== Goal A ==
List each line of the rows below that contains the string "tree".

----- Source

The River

Thursday, November 15, 2007

Southland Tales opens tomorrow in select cities

Apocalypse Soon: A Mushroom Cloud Doesn’t Stall 2008 Electioneering

By MANOHLA DARGIS
New York Times, November 14, 2007

[excerpt]

American cinema is in the grip of a kind of moribund academicism, which helps explain why a fastidiously polished film like “No Country for Old Men” can receive such gushing praise from critics. “Southland Tales” isn’t as smooth and tightly tuned as “No Country,” a film I admire with few reservations. Even so, I would rather watch a young filmmaker like Mr. Kelly reach beyond the obvious, push past his and the audience’s comfort zones, than follow the example of the Coens and elegantly art-direct yet one more murder for your viewing pleasure and mine [When I saw the preview in the theater, I asked my freind, "and I should care why?" -- ed.]. Certainly “Southland Tales” has more ideas, visual and intellectual, in a single scene than most American independent films have in their entirety, though that perhaps goes without saying.

----------
----- Provided records

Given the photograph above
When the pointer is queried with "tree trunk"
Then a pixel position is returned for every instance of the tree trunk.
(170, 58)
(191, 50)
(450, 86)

----------

== Goal B ==
Which film does the review excerpt say the writer admires with few reservations?

== Final answer A ==
When the pointer is queried with "tree trunk"
Then a pixel position is returned for every instance of the tree trunk.

== Final answer B ==
"No Country for Old Men."